:: Task brief ::
For the news report on UK benefit cuts below, decide whether each statement agrees with it: 1. Rachel Reeves announced nearly £5 billion in benefit cuts by the end of the decade. 2. Personal independence payments will be lower for three million claimants. 3. £1 billion is to be invested in employment support. Answer yes or no for each, quoting the deciding words of the report.

:: Exercise text ::
MSPs will have to ‘reckon’ with impact of UK Government cuts, says Robison
The Scottish Government’s Finance Secretary was speaking in response to the Chancellor’s spring statement last week.

Holyrood will need to “reckon” with the impact of UK Government benefit cuts on public finances, the Finance Secretary has said.
Last week, Rachel Reeves announced nearly £5 billion in benefit cuts by the end of the decade to restore a narrow buffer of fiscal headroom, with £1 billion to be invested in employment support to help people back to work.
The changes, which drew the ire of opposition politicians and charities, will hit three million families on incapacity benefits and see personal independence payments (Pip) be lower for 800,000 claimants.
Critics of the changes, and of many unpopular decisions in recent months, have accused the Labour Government of “austerity”, but UK ministers and figures in Scottish Labour have been quick to say that public spending is due to go up.

:: Supplied information ::
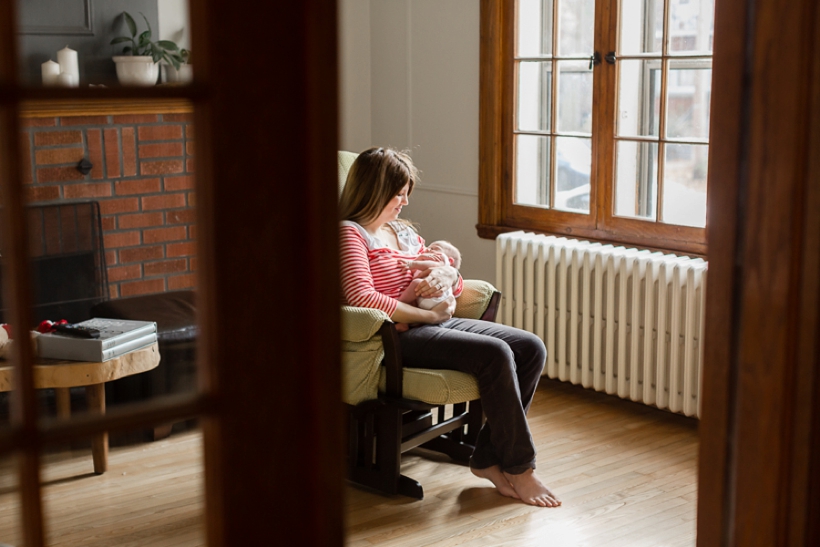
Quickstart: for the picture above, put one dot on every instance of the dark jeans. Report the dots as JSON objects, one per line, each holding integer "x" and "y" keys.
{"x": 507, "y": 362}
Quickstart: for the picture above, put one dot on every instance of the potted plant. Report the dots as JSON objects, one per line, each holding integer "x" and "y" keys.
{"x": 139, "y": 63}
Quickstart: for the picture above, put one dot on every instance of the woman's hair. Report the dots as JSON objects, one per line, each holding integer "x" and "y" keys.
{"x": 376, "y": 176}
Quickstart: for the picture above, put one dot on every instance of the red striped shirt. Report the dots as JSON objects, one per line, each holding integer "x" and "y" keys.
{"x": 374, "y": 277}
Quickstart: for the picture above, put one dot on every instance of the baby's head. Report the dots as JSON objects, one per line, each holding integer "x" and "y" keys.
{"x": 447, "y": 249}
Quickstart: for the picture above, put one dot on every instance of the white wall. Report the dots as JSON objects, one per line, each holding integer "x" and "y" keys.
{"x": 423, "y": 74}
{"x": 354, "y": 75}
{"x": 173, "y": 22}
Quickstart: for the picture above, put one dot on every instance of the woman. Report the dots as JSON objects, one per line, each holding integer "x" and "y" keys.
{"x": 507, "y": 362}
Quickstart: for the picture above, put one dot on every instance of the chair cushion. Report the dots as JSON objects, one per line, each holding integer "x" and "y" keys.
{"x": 174, "y": 313}
{"x": 436, "y": 387}
{"x": 474, "y": 300}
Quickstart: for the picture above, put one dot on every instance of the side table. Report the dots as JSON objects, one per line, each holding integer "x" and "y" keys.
{"x": 62, "y": 375}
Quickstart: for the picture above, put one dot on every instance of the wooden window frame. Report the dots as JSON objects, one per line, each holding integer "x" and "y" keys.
{"x": 497, "y": 212}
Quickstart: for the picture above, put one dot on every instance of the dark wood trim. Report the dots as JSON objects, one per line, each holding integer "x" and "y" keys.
{"x": 17, "y": 289}
{"x": 490, "y": 111}
{"x": 272, "y": 351}
{"x": 104, "y": 107}
{"x": 764, "y": 246}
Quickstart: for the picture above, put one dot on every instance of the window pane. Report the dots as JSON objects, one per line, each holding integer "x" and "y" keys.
{"x": 577, "y": 25}
{"x": 10, "y": 530}
{"x": 532, "y": 179}
{"x": 636, "y": 184}
{"x": 534, "y": 93}
{"x": 691, "y": 25}
{"x": 690, "y": 93}
{"x": 573, "y": 157}
{"x": 534, "y": 28}
{"x": 641, "y": 26}
{"x": 639, "y": 98}
{"x": 684, "y": 184}
{"x": 574, "y": 97}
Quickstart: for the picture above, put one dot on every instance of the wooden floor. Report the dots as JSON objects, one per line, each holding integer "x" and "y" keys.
{"x": 625, "y": 472}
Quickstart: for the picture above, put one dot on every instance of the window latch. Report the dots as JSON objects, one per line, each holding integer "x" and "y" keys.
{"x": 594, "y": 60}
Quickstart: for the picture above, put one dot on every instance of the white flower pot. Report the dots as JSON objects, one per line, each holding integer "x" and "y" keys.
{"x": 183, "y": 76}
{"x": 136, "y": 70}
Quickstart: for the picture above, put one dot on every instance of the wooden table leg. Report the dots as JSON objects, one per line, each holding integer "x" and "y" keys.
{"x": 63, "y": 397}
{"x": 95, "y": 394}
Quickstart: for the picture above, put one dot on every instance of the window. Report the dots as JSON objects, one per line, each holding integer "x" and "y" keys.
{"x": 596, "y": 119}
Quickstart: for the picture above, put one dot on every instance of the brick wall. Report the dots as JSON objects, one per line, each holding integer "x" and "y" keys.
{"x": 142, "y": 176}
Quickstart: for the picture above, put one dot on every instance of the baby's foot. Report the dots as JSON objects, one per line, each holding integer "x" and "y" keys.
{"x": 495, "y": 476}
{"x": 531, "y": 490}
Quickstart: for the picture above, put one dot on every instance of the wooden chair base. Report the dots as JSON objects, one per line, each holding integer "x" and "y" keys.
{"x": 381, "y": 431}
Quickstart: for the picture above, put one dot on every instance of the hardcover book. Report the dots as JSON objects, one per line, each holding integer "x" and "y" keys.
{"x": 117, "y": 336}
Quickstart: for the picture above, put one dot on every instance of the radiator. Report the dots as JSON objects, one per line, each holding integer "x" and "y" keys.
{"x": 624, "y": 321}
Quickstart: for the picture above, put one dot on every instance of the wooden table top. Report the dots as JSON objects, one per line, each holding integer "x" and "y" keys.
{"x": 55, "y": 373}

:: Task answer ::
1. Yes: "Rachel Reeves announced nearly £5 billion in benefit cuts by the end of the decade"
2. No: "see personal independence payments (Pip) be lower for 800,000 claimants"
3. Yes: "with £1 billion to be invested in employment support to help people back to work"